Recopiez mot pour mot le passage proposé, depuis « Si l’on veut » jusqu'à « produit d’effets escomptés. » inclus.

## Passage proposé
====================

Si l’on veut sauver la science de son malaise actuel, des solutions sont déjà possibles, conclut Burns. « Des propositions comme la « slow science » d’Isabelle Stenger semblent valoir la peine d’être tentées, car elles pourraient élargir la charge de la preuve aux affirmations scientifiques et encourager un esprit de service public parmi les scientifiques. Pourtant, si une rénovation épistémique a eu lieu jusqu’à présent dans le domaine scientifique, elle est restée extrêmement timide et n’a pas produit d’effets escomptés. 

Il faut dire que pour les investisseurs, l’idée que l’IA puisse nous sortir de l’impasse actuelle et donner naissance à toutes sortes d’inventions rentables est doublement séduisante. L’IA est une méthode qui ne nécessite que des capitaux pour sa mise en œuvre et qui peut être réalisée à grande échelle, contrairement à la recherche empirique, centrée sur l’humain et fastidieuse, où l’ingéniosité et la chance (qui ne s’achètent pas si facilement) semblent prédominer. Mais investir dans l’IA est aussi un moyen efficace de maintenir le statu quo, tout en semblant le bouleverser, car il pose l’hypothèse d’un avenir technologique sans les changements systémiques qu’impliquent d’autres réformes. 

Dans cette optique, nous devons résister au spectacle. L’IA fait vendre une vision du progrès où les algorithmes peuvent révéler les secrets plus rapidement, mieux et à moindre coût ; pourtant, les secrets de la nature ne sont pas si facilement révélés, et la connaissance sans compréhension n’est pas une connaissance du tout. »

====================

## Extrait de données

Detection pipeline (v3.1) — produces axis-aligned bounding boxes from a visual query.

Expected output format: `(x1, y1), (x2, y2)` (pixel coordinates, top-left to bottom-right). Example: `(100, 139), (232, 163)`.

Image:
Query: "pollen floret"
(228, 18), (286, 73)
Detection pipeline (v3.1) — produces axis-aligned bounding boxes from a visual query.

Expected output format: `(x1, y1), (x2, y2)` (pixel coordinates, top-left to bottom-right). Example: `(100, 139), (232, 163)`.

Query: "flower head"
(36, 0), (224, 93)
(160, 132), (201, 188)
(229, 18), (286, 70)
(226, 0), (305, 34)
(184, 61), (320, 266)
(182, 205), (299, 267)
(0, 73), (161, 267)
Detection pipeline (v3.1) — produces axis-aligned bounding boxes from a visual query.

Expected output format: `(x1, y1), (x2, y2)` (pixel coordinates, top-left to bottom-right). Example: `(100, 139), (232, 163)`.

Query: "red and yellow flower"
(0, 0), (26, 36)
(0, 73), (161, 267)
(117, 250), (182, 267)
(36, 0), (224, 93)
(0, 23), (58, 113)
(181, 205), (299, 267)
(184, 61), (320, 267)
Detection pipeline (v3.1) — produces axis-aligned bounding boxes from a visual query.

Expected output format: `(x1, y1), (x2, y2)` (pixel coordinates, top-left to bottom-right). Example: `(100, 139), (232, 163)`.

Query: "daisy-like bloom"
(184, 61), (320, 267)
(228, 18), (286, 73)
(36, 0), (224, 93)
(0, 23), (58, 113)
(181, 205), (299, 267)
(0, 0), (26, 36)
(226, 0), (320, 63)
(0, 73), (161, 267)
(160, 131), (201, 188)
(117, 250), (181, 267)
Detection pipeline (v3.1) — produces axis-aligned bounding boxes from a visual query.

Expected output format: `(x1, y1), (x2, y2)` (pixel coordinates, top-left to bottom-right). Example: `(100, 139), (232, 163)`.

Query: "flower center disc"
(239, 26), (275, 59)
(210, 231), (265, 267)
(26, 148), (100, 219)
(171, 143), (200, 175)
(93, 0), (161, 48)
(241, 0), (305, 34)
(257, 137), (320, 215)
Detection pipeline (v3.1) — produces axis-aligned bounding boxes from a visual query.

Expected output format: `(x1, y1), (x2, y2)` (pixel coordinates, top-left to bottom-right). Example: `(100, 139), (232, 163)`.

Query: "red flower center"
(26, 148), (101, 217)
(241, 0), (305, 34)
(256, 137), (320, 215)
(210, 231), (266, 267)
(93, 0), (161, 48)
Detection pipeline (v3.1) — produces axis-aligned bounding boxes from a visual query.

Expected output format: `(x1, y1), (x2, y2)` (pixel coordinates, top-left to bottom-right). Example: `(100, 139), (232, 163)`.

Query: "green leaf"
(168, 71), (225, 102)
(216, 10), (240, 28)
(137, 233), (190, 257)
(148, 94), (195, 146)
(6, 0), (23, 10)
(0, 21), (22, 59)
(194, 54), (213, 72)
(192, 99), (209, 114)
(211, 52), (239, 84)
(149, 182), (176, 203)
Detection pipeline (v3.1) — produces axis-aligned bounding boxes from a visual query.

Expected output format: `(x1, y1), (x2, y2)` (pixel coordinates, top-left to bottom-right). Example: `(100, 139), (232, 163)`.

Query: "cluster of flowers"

====================

## Zone de réponse
Si l’on veut sauver la science de son malaise actuel, des solutions sont déjà possibles, conclut Burns. « Des propositions comme la « slow science » d’Isabelle Stenger semblent valoir la peine d’être tentées, car elles pourraient élargir la charge de la preuve aux affirmations scientifiques et encourager un esprit de service public parmi les scientifiques. Pourtant, si une rénovation épistémique a eu lieu jusqu’à présent dans le domaine scientifique, elle est restée extrêmement timide et n’a pas produit d’effets escomptés.